====== RECORDS SUPPLIED

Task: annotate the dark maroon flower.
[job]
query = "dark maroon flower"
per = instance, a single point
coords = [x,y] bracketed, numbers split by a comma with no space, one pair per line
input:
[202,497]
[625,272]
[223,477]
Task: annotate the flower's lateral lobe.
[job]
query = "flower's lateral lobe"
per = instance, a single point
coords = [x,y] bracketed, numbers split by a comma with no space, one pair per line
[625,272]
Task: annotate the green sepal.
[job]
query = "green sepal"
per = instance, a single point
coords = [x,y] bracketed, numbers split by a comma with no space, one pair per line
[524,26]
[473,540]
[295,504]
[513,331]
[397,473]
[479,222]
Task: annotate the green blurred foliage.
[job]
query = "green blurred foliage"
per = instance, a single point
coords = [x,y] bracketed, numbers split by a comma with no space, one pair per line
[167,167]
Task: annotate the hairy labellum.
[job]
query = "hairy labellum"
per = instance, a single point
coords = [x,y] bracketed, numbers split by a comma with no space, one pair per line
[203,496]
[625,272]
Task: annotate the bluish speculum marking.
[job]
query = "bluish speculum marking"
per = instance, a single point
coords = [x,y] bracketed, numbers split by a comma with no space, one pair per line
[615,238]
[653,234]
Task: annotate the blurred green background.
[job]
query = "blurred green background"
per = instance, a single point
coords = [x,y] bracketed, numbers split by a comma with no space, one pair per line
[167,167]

============

* **WHAT NEEDS TO BE DONE**
An exact retyping of every line in the records is needed.

* **EXERCISE ANSWER**
Task: annotate the dark maroon flower.
[job]
query = "dark maroon flower"
per = instance, a single point
coords = [x,y] bracketed, numbers split by a comma with no space, one pair per line
input:
[202,497]
[625,272]
[223,477]
Task: annotate the flower's lateral lobe.
[job]
query = "flower's lateral lobe"
per = instance, a single point
coords = [x,y] bracketed, numbers split by a comma with no space, one pair per line
[625,272]
Task: annotate the green sepal.
[job]
query = "green sepal"
per = instance, a single point
coords = [x,y] bracketed, numbers split by a comma with no space, one pair per line
[524,26]
[473,540]
[295,504]
[513,331]
[397,473]
[479,222]
Task: annotate the green blurred foliage.
[job]
query = "green blurred foliage"
per = instance, a single point
coords = [x,y] bracketed, numbers split by a comma with no space, one pair per line
[167,167]
Task: annotate the hairy labellum.
[job]
query = "hairy labellum"
per = instance, a single point
coords = [x,y] bracketed, numbers split by a comma with no space, one pair per line
[203,496]
[625,272]
Task: annotate the bluish speculum marking.
[job]
query = "bluish speculum marking"
per = instance, a single point
coords = [x,y] bracketed, numbers split by a comma with no space, one pair per line
[615,238]
[653,234]
Task: annotate the blurred green background.
[job]
query = "blurred green background"
per = instance, a single point
coords = [x,y] bracketed, numbers split by a comma with no space, one pair per line
[167,167]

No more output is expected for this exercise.